Fragmento seleccionado.
Sobre la relación entre padres e hijos conversan dos libros recientes: 'Cosas de niños', de David Wagner, y 'Leer con niños', de Santiago Alba Rico

"No se puede escribir de la infancia sin un mínimo de poesía" LP / DLP

"La añoranza que sentimos por nuestra niñez no es del todo justificable, porque su abandono nos permite vivir sin temor al escarnio público. Y es que, aunque normalmente nos resistimos a los cambios, en el fondo no somos del todo inconscientes de la cantidad de ventajas que nos supone nuestro nuevo estado. Lo que perdemos en cuanto a generosidad impulsiva lo ganamos en generosidad meditada a la hora de juzgar a los demás. Y algo más: el terror desaparece de nuestras vidas; dejamos de ver al diablo en las cortinas del dosel y de quedarnos despiertos escuchando el viento. Dejamos de ir a la escuela. Y si bien cambiamos un fastidio por otro quedamos, al menos, liberados para siempre del miedo a las reprimendas. Con todo, habremos de admitir que hemos sufrido una transformación y que, aunque no nos divertimos menos, [...] el placer de la sorpresa se ha extinguido", escribió Robert Louis Stevenson en Vivir, un libro que reúne sus ensayos personales y biográficos.

Entradas extraídas.
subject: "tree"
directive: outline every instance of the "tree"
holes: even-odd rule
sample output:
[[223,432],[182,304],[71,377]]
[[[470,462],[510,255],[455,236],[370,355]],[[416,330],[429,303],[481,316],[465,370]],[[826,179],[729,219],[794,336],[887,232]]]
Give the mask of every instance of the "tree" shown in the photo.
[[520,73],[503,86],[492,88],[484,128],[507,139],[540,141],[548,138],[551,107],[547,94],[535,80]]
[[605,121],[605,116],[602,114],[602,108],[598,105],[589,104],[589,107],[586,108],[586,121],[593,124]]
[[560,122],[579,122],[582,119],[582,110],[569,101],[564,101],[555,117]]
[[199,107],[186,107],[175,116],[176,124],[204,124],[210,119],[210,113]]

Objetivo del ejercicio. Por favor, convierte en una lista breve el párrafo del fragmento que comienza con «La añoranza que sentimos», sin perder sus ideas principales.

Resultado del ejercicio.
- La nostalgia por la niñez no está del todo justificada, porque dejarla atrás permite vivir sin temor al escarnio público.
- Aunque solemos resistirnos a los cambios, en el fondo somos conscientes de las muchas ventajas de nuestro nuevo estado.
- Perdemos generosidad impulsiva, pero ganamos generosidad meditada al juzgar a los demás.
- El terror desaparece: dejamos de ver al diablo en las cortinas del dosel y de quedarnos despiertos escuchando el viento.
- Dejamos de ir a la escuela y, aunque cambiamos un fastidio por otro, quedamos libres para siempre del miedo a las reprimendas.
- Aun así, hemos sufrido una transformación: no nos divertimos menos, pero el placer de la sorpresa se ha extinguido.
- Lo escribió Robert Louis Stevenson en *Vivir*, un libro que reúne sus ensayos personales y biográficos.